Input data >>
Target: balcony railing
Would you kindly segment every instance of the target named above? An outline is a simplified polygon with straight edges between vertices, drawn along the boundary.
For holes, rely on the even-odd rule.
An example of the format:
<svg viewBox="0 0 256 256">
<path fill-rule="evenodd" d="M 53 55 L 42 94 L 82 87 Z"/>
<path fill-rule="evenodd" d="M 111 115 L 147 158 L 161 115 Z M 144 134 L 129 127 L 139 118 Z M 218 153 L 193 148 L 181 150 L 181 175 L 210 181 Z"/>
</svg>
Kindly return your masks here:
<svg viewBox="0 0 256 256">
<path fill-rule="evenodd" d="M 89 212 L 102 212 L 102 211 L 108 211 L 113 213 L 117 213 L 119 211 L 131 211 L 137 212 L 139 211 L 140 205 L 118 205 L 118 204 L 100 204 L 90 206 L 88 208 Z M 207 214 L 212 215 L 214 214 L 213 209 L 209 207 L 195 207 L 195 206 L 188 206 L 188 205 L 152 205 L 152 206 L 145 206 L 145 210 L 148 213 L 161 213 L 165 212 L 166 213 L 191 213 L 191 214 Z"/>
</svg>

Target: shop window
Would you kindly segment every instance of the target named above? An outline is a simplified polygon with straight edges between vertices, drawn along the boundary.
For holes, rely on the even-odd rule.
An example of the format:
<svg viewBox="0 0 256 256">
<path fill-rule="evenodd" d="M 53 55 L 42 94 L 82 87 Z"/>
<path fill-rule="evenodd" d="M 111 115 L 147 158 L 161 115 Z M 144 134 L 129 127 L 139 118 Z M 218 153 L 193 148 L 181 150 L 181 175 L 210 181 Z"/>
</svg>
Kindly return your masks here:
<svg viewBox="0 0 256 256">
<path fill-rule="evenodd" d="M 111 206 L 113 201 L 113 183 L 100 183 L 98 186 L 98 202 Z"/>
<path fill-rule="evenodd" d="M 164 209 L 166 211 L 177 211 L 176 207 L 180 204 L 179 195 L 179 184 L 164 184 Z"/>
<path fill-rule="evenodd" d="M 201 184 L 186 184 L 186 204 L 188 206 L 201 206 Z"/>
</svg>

Task brief >> Write out every line of the records above as a JSON list of strings, one string per line, leaving out blank lines.

Right answer >>
[
  "Target: balcony railing",
  "Would you kindly segment every instance of the target named above? An outline is a simplified polygon with straight edges between vertices, drawn along the boundary.",
  "For holes, rely on the even-odd rule.",
  "An example of the format:",
  "<svg viewBox=\"0 0 256 256\">",
  "<path fill-rule=\"evenodd\" d=\"M 53 55 L 42 94 L 82 87 Z\"/>",
  "<path fill-rule=\"evenodd\" d=\"M 111 115 L 147 158 L 161 115 Z M 144 134 L 129 127 L 139 118 Z M 218 153 L 193 148 L 181 150 L 181 175 L 210 181 Z\"/>",
  "</svg>",
  "Kindly return your masks here:",
  "<svg viewBox=\"0 0 256 256\">",
  "<path fill-rule=\"evenodd\" d=\"M 89 212 L 102 212 L 102 211 L 108 211 L 113 213 L 117 213 L 119 211 L 131 211 L 137 212 L 139 211 L 140 205 L 118 205 L 118 204 L 100 204 L 90 206 L 88 208 Z M 207 214 L 212 215 L 214 214 L 213 209 L 209 207 L 195 207 L 195 206 L 188 206 L 188 205 L 152 205 L 152 206 L 145 206 L 145 210 L 148 213 L 161 213 L 165 212 L 166 213 L 191 213 L 191 214 Z\"/>",
  "</svg>",
  "Target: shop window",
  "Would you kindly segment every instance of the target named above? An outline is a simplified polygon with straight edges between vertices, drawn along the boundary.",
  "For holes, rely on the even-odd rule.",
  "An example of the format:",
  "<svg viewBox=\"0 0 256 256\">",
  "<path fill-rule=\"evenodd\" d=\"M 53 55 L 42 94 L 82 87 Z\"/>",
  "<path fill-rule=\"evenodd\" d=\"M 111 115 L 147 158 L 161 115 Z M 144 134 L 129 127 L 139 118 Z M 218 153 L 193 148 L 181 150 L 181 175 L 210 181 Z\"/>",
  "</svg>",
  "Kindly return your masks here:",
  "<svg viewBox=\"0 0 256 256\">",
  "<path fill-rule=\"evenodd\" d=\"M 111 206 L 113 201 L 113 183 L 100 183 L 98 186 L 98 202 Z\"/>",
  "<path fill-rule=\"evenodd\" d=\"M 164 209 L 166 211 L 177 211 L 176 207 L 180 204 L 179 195 L 179 184 L 164 184 Z\"/>",
  "<path fill-rule=\"evenodd\" d=\"M 201 184 L 186 184 L 186 204 L 188 206 L 201 206 Z\"/>",
  "</svg>"
]